_WORK TO BE COMPLETED_: Retype the listing below line for line with every character unchanged, and omit the pictures from your copy.

_LISTED RECORDS_:
......
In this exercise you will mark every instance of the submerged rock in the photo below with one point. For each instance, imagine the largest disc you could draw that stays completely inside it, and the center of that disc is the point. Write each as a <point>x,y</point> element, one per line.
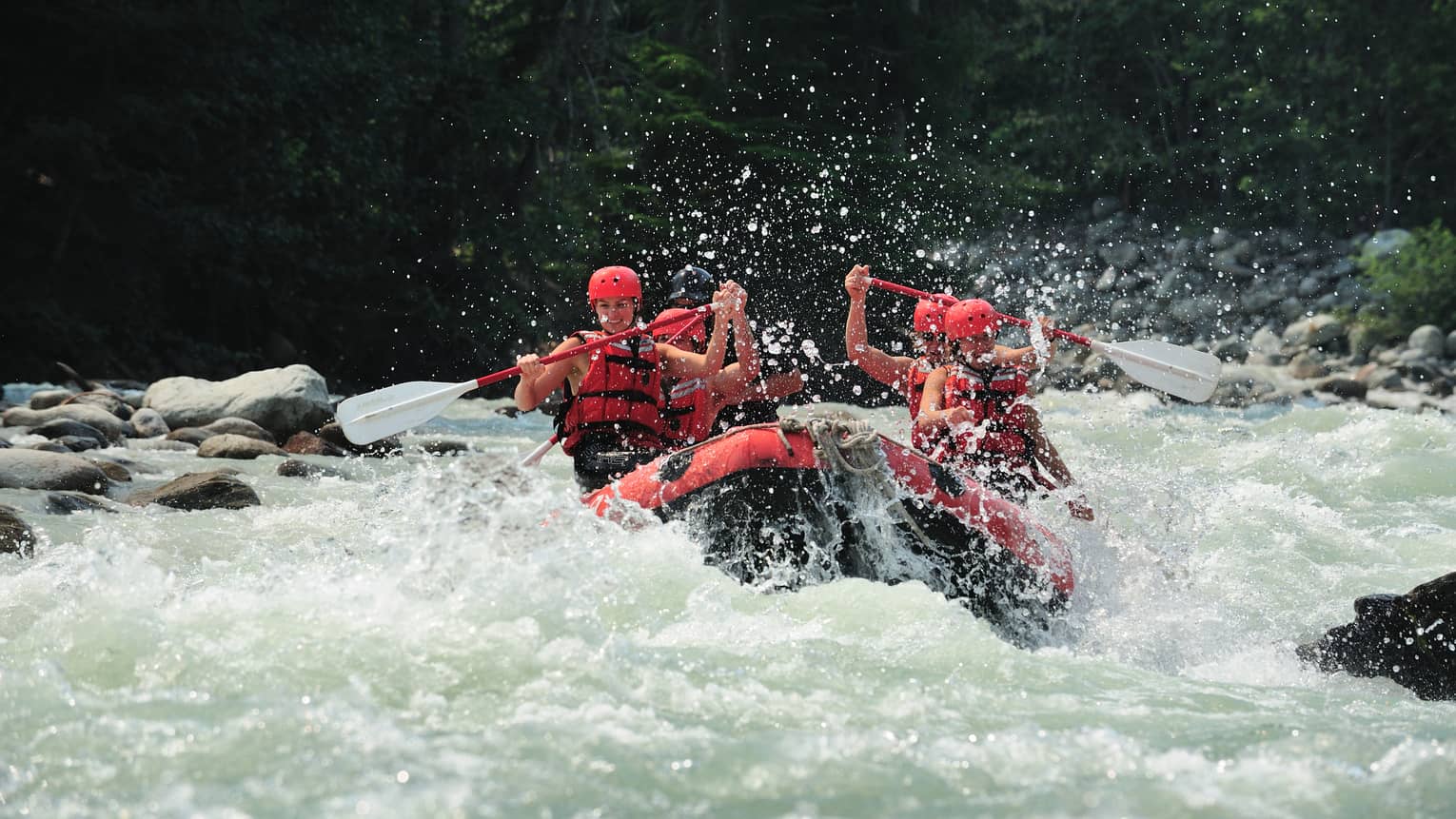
<point>1409,639</point>
<point>200,491</point>
<point>280,400</point>
<point>15,536</point>
<point>241,447</point>
<point>32,469</point>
......
_COMPLETED EXERCISE_:
In this exercise you will mark every instance of the submerged rock in the photo below with one point. For each instance, imagine the largest disc you could draw that stays completely inside it, and the center of that disc is the point. Write each as a <point>x,y</point> element, one per line.
<point>1409,639</point>
<point>200,491</point>
<point>280,400</point>
<point>15,536</point>
<point>241,447</point>
<point>32,469</point>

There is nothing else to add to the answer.